- Origin: Chicago Illinois, United States
- Genres: Classical Contemporary, Percussion
- Years active: 2004–present
- Labels: Mode Records New Focus Recordings New Amsterdam Records Parlour Tapes Cedille Records
- Members: Sean Connors Robert Dillon Peter Martin David Skidmore
- Past members: Owen Clayton Condon Anthony Calabrese Jake Nissly
- Website: www.thirdcoastpercussion.com

= Third Coast Percussion =

American percussion ensemble

Third Coast Percussion is an American percussion ensemble based in Chicago, Illinois, United States.

Specializing in contemporary classical music, the group is composed of Sean Connors, Robert Dillon, Peter Martin, and David Skidmore. Its album, Third Coast Percussion | Steve Reich, won a Grammy Award for Best Chamber Music/Small Ensemble Performance, making the ensemble the first percussion group to win in a chamber music category.

== Performance history ==
In 2004, original members Anthony Calabrese, Robert Dillon, Jacob Nissly, and David Skidmore were percussionists with the Civic Orchestra of Chicago as well as students of Northwestern University, forming a chamber percussion group that performed at Chicago Public Schools and city colleges as part of the schools' education programs.
################
* Task list
1. According to the article on Third Coast Percussion, in which Grammy Award category did the album Third Coast Percussion | Steve Reich win?
2. Extend the article on Third Coast Percussion, starting right after its final sentence.

* Available data
################
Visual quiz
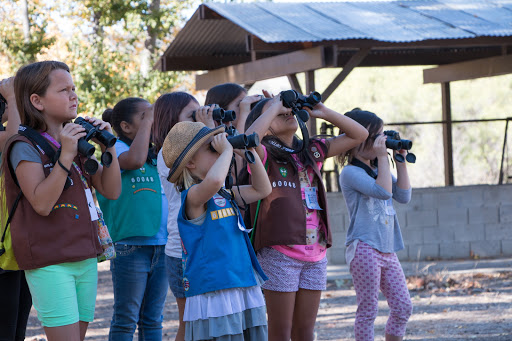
################
* Responses in order
1. Best Chamber Music/Small Ensemble Performance.

2.
The first shows by Third Coast Percussion for general audiences were performed in the summer of 2005 at Northwestern and the Music Institute of Chicago in Evanston. Nissly left for graduate studies at the Juilliard School, replaced bye Peter Martin, a percussionist pursuing a doctoral degree at Northwestern. Former member Owen Clayton Condon, an alumnus from Northwestern and professor at Northeastern University, took Calabrese's place. Early performances were influenced by the small venues they performed in, such as the Empty Bottle, that limited the group's repertoire and number of instruments. Sean Connors assumed Condon's place in the ensemble in 2013.

Third Coast Percussion was the Ensemble-in-Residence at the University of Notre Dame's DeBartolo Performing Arts Center from 2013-2018. It performs multiple recitals annually as part of the DeBartolo Performing Arts Center's Presenting Series season and is the Ensemble-in-Residence at Denison University.

== Collaborators, labels ==
Beginning with Augusta Read Thomas in 2012, Third Coast Percussion has commissioned works from Philip Glass, Missy Mazzoli, Gemma Peacocke, Flutronix, Jlin, Tyondai Braxton, Devonté Hynes, Georg Friedrich Haas, Donnacha Dennehy, Glenn Kotche, Christopher Cerrone, and David T. Little, as well as collaborating with engineers at the University of Notre Dame, architects at the Frank Lloyd Wright Foundation, dancers at Hubbard Street Dance Chicago, musicians performing mbira music of Zimbabwe's Shona people, indie rockers and footwork producers.

The ensemble has released albums on the Mode, New Focus, New Amsterdam, and Cedille record labels. The quartet endorses and performs exclusively with Pearl/Adams Musical Instruments, Zildjian Cymbals, Remo Drumheads, and Vic Firth sticks and mallets.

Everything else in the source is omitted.